WORK REQUIRED
Output every line of the items below as a Markdown table with two columns, Row and Line, numbering each row and leaving out blank lines.

((

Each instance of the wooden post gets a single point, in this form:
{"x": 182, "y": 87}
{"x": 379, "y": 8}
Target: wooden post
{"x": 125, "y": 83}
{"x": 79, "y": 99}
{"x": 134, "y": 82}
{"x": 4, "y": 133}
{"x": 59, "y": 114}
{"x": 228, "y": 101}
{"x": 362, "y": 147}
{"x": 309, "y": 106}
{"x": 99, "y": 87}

))

TASK OUTPUT
| Row | Line |
|---|---|
| 1 | Each instance of the wooden post gets a single point, in this form: |
| 2 | {"x": 182, "y": 87} |
| 3 | {"x": 379, "y": 8} |
| 4 | Target: wooden post |
| 5 | {"x": 125, "y": 83} |
| 6 | {"x": 79, "y": 99} |
| 7 | {"x": 134, "y": 82} |
| 8 | {"x": 4, "y": 133} |
| 9 | {"x": 59, "y": 114} |
| 10 | {"x": 228, "y": 101} |
| 11 | {"x": 362, "y": 147} |
| 12 | {"x": 309, "y": 106} |
| 13 | {"x": 99, "y": 87} |